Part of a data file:
-*-*-
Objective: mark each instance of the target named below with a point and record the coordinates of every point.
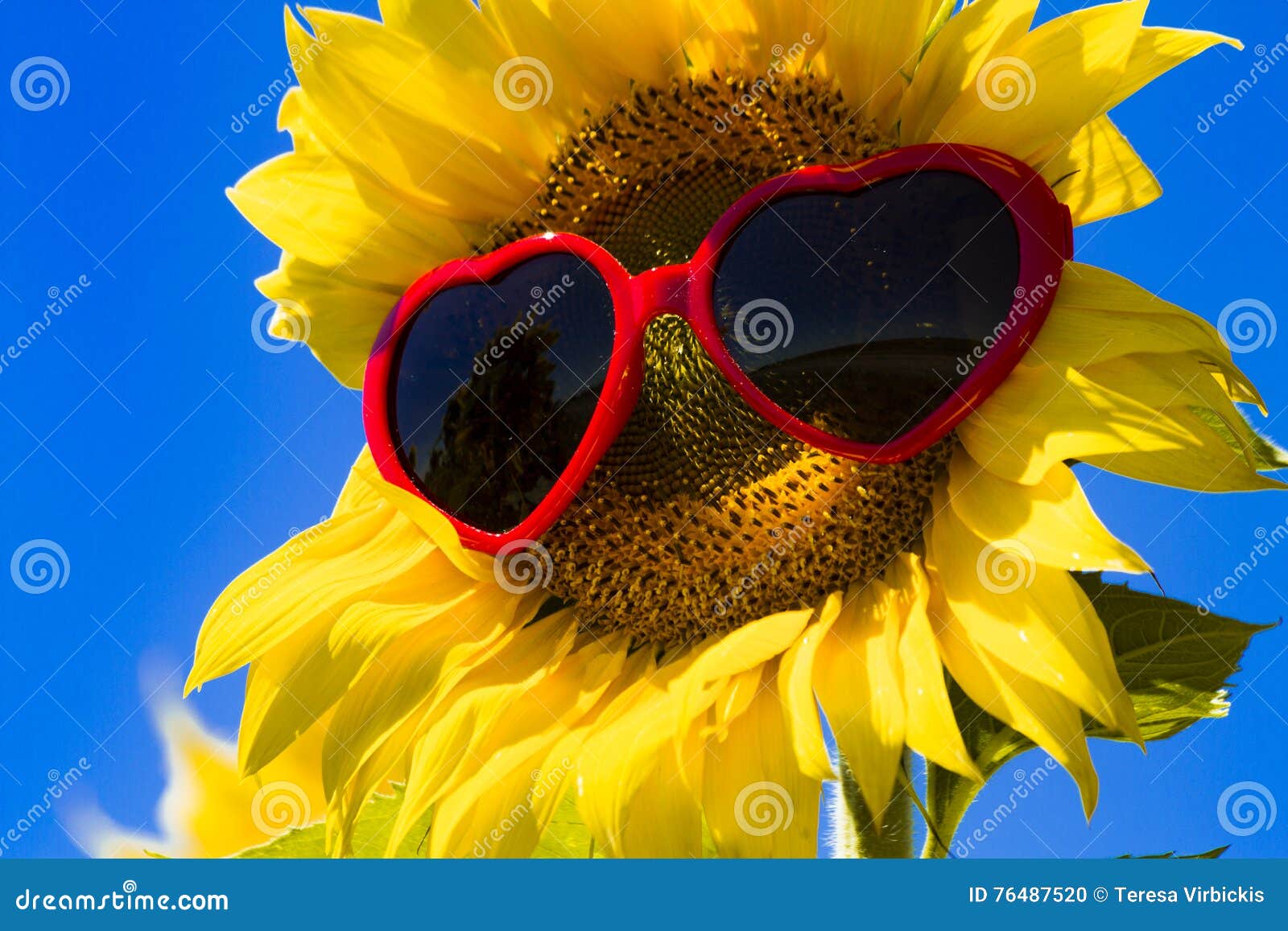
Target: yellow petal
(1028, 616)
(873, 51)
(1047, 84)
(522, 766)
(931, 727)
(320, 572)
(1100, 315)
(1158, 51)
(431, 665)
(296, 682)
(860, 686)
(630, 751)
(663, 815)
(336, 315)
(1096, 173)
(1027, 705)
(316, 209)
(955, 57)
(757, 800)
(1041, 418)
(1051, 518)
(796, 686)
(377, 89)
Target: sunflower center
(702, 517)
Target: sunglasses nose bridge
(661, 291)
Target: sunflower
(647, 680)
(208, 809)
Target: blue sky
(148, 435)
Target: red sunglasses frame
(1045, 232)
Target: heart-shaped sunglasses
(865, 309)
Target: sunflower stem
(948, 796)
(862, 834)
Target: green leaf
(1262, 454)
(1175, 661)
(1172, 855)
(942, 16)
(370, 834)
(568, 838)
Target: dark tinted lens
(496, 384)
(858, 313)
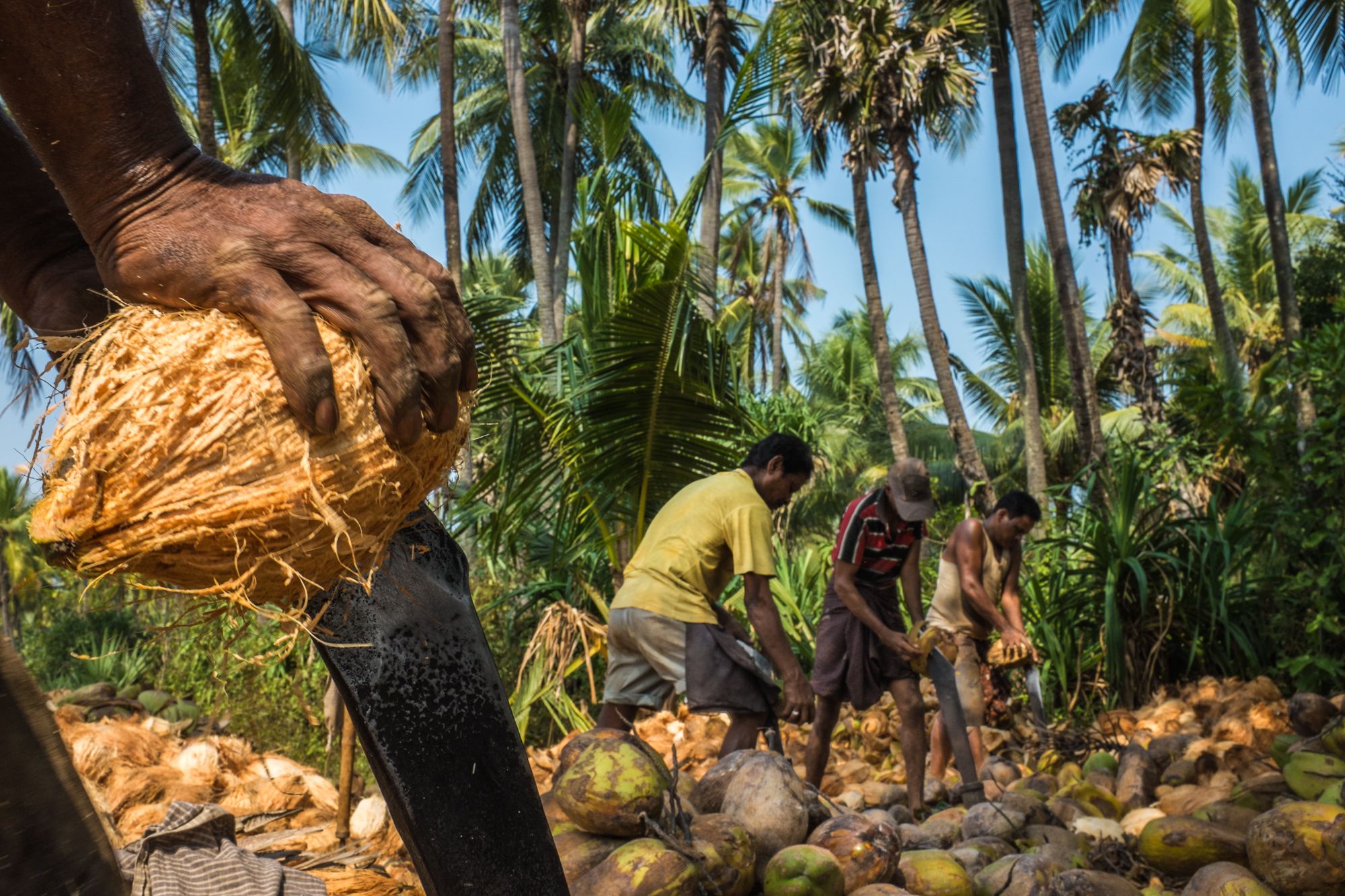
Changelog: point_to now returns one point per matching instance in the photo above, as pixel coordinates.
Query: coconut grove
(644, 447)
-*-*-
Given problem: Leave the pictures out, and reproduce only the lines from the line holding "Target: sunflower center" through the last line of the material, both included.

Solution to the problem:
Target: sunflower center
(702, 517)
Target: sunglasses nose bridge
(661, 291)
Target: sunflower
(647, 680)
(208, 809)
Target: blue sky
(148, 435)
Target: red sunglasses frame
(1045, 232)
Target: heart-shaped sunglasses
(865, 309)
Target: sunflower stem
(948, 796)
(862, 834)
Target: green leaf
(1262, 454)
(1175, 661)
(1172, 855)
(942, 16)
(370, 834)
(568, 838)
Target: dark tinted lens
(496, 384)
(858, 313)
Changelog: point_to now returns one point per matching instance in the photo above, as pixel coordinates.
Query: coconut grove
(644, 447)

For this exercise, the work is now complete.